Exercise brief: When copying the data, keep every line exactly the same.

Information shown:
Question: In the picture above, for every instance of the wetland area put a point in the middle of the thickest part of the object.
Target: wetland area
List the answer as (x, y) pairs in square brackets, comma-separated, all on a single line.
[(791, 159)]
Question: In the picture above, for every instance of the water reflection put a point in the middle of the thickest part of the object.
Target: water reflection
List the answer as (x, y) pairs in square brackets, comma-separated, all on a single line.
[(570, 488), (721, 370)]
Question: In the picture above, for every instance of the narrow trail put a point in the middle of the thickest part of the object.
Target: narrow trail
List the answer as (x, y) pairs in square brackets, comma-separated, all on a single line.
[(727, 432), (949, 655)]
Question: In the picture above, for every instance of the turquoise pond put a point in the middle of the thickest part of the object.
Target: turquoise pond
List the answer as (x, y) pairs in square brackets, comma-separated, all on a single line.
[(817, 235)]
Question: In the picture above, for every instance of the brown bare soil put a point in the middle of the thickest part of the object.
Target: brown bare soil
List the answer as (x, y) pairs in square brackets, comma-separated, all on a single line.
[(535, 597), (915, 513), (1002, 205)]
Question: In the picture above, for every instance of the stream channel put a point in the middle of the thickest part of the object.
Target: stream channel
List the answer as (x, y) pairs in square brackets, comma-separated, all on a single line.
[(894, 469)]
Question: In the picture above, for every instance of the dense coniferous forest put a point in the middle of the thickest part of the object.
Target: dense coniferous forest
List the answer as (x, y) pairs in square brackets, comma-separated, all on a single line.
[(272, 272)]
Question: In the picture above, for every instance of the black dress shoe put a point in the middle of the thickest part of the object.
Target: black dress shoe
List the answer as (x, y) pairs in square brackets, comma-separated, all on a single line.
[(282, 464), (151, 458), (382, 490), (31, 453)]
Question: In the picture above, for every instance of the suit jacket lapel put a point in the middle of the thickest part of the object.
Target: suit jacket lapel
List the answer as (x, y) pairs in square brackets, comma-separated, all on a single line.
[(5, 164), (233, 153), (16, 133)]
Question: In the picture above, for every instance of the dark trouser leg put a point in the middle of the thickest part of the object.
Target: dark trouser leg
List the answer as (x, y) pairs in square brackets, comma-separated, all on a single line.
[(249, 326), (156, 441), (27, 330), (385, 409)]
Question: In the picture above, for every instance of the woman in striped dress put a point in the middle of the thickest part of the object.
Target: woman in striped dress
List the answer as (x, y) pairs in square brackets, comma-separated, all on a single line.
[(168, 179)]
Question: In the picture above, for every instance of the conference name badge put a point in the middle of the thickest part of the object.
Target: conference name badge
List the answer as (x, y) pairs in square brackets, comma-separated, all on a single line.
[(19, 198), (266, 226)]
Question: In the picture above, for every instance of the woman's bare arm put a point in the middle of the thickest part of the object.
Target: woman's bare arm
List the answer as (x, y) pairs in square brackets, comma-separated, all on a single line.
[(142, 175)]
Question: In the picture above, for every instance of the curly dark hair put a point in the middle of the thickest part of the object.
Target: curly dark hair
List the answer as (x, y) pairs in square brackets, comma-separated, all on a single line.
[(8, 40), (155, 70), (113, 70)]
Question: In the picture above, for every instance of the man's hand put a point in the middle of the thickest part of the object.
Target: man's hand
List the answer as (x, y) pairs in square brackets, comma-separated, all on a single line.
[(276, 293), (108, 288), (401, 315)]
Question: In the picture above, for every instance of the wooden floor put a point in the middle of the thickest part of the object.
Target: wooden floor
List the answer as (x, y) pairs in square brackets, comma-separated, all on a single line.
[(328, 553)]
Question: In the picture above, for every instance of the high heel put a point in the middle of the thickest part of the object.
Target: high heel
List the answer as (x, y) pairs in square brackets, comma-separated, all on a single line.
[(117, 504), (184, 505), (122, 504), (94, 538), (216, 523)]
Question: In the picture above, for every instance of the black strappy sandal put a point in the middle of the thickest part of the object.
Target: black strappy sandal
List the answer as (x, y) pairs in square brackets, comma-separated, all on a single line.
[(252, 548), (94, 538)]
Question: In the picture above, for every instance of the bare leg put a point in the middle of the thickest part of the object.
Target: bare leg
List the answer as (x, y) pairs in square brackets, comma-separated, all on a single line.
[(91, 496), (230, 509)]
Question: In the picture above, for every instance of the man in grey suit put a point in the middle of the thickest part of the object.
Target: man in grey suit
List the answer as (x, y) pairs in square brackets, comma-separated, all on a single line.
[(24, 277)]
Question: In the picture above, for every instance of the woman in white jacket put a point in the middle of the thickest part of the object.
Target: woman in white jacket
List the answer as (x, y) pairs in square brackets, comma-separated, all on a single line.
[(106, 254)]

Finished exercise:
Question: In the picture above, for every instance of the wetland area put a point in the middle of the thickest part of the object.
Target: wetland area
List the answer as (x, y) pairs in square brackets, comma-separated, all on a single line.
[(791, 159)]
Question: In the picture above, for every instance of the water reflection put a point in the middle of the thickest part of the object.
Target: water reflection
List the answer as (x, y) pairs in square brackets, comma-separated, all on a single line.
[(570, 488), (721, 370)]
Question: In the picture above, for every instance of the narrow trail put a point in the middle of the thickest part of the object.
Target: narrow trail
List the answer as (x, y) pairs in square brackets, comma-separated, all on a single line.
[(727, 432), (949, 655)]
Question: In the picture above, for every instance of the turquoise pond put a point in the middle of the thickest part of the object.
Target: turquoise pond
List the answer as (x, y) pairs in square brackets, comma-separated, all on a single line.
[(817, 235)]
Question: In the picture above, for every instance of the brown bare soil put a point in the middle of the thickest part of the object.
Target: brown bare soil
List the answer as (x, y) pairs in square brackets, comma-separated, all on a single line.
[(535, 597), (915, 513), (1002, 205)]
Question: In the picture above, for every instance of the stream channel put a point in the middle of the thickest part of the object.
Target: stream channel
List the answer as (x, y) pairs in square brackets, comma-separated, all on a single line.
[(894, 469)]
Question: In the picture above, for every instance of the dense coniferous forest put a point in the middle of the thickest part of the object.
Target: dense coniferous forest
List the answer as (x, y) pairs in square brackets, comma-separated, all on a single line.
[(272, 272)]
Question: In the picture above, for every instance of the black dress shoe put a point in the middle of the thickest part of the object.
Target: black dress shoe
List the answer as (x, y) pairs in square brackets, comma-separated, all on a single line.
[(282, 464), (151, 458), (382, 490), (31, 453)]
Question: In the picture above, for every instance of the suit jacket lapel put a point in the middle of the thickest part of the object.
Target: suit jacket lapel
List the answer as (x, y) pairs in square brackets, comma-separated, all on a single line.
[(5, 164), (233, 153), (16, 133)]
Question: In the picture above, for every instance of the dark trouser leg put a point in the middle of the thickest part of the object.
Target: dark trouser leg
List the answer as (x, y) pairs in square brackets, comma-separated, all on a single line.
[(249, 326), (156, 441), (27, 330), (385, 409)]
Question: In the picture above, for every instance of the woman in striped dress put a point in the middle of the thickest part of the object.
Target: woman in striped dress
List the answer as (x, y) pairs in square brackets, comma-separated, all on a single line.
[(168, 179)]
Question: In the picture above, for every instance of the conference name badge put a point in the middle of the thickest part of the object.
Target: conference name badge
List the answer as (x, y) pairs in square brackets, comma-separated, all on a single line.
[(19, 198), (266, 226)]
Question: In the picture above, for every instance of the woman's bare arm put a point in the middle of the thickest part of the object.
Target: woman's bare arm
List the answer as (x, y) pairs in square brackets, comma-separated, all on a single line.
[(142, 175)]
Question: In the picture above, for every instance of the curly dark hair put a point in the middle of the thickest part of the object.
Target: curly dark hair
List the answer as (x, y) pairs in square brackets, comma-separated, all on a single line.
[(8, 40), (155, 70), (113, 70)]
Question: In the picture above, for every instance of the man's hand put a point in the middle of the thickest part of the object.
Target: man's hand
List the answer as (x, y) pairs in square brackets, comma-separated, all on a single line.
[(276, 293), (108, 288), (401, 315)]
Question: In the picture above, for every instance of the wooden floor put a point in the middle of the thickest part of the object.
Target: wooden floor
List the answer as (x, y) pairs in square brackets, comma-separated, all on a single line.
[(328, 553)]
Question: In the picture above, for every instance of the high heel put a point in the middle of the thickest part of the object.
Target: high heel
List the answer as (x, y) pairs in square brackets, comma-separated, all on a single line.
[(117, 504), (184, 505), (122, 504), (94, 538), (216, 523)]
Question: In the picture above, for every instance of the black strappy sandal put a point in the middle of the thickest part of the object.
Target: black strappy sandal
List the answer as (x, y) pairs in square brackets, comma-separated, all on a single line.
[(252, 548), (94, 538)]
Question: In the picture above, for every instance of the bare leg put a point in the middle of the thickest part of the object.
Target: bare leg
List the answer as (x, y) pairs in square brackets, comma-separated, all on a single line.
[(91, 496), (230, 509)]
Question: In the picture above, for every instance of the man in grey suit put a point in the middle of the thickest part of the object.
Target: man in grey suit
List the answer as (x, y) pairs in square brackets, comma-separated, all on a single line.
[(24, 277)]
Question: In the picture above, for every instance of the woman in white jacket put a point in the middle of the thickest part of the object.
Target: woman in white jacket
List the answer as (x, y) pairs in square brackets, comma-separated, all on a single line.
[(106, 254)]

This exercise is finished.